[Extracted data entries]
# # #
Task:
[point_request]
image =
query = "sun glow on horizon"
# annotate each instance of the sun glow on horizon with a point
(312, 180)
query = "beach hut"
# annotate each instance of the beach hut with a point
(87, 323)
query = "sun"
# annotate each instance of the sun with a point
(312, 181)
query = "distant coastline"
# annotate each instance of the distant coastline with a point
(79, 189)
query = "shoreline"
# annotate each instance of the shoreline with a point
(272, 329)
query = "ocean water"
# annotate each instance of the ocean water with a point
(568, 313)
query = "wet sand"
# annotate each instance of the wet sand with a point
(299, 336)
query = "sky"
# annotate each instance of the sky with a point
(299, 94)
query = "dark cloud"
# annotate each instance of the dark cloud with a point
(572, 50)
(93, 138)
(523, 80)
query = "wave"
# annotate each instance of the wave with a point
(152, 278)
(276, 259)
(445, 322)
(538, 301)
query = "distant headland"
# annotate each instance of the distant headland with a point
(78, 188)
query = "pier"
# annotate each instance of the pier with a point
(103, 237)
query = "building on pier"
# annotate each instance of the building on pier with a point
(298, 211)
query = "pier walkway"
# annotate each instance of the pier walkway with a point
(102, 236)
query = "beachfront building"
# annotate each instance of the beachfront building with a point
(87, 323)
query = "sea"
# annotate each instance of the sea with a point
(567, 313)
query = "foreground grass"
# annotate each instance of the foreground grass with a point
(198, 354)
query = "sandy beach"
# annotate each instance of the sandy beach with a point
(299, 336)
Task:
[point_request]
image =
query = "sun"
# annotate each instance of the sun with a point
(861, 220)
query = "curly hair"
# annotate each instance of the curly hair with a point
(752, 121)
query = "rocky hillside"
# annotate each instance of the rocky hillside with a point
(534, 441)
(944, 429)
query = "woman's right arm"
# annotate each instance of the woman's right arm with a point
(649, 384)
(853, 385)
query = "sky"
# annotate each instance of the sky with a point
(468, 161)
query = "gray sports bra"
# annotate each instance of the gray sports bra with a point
# # #
■ **What is expected**: Pull out all lines from the entries above in which the word "sports" appears.

■ **Response to the task**:
query = "gray sports bra"
# annotate each instance of the gray sports bra with a point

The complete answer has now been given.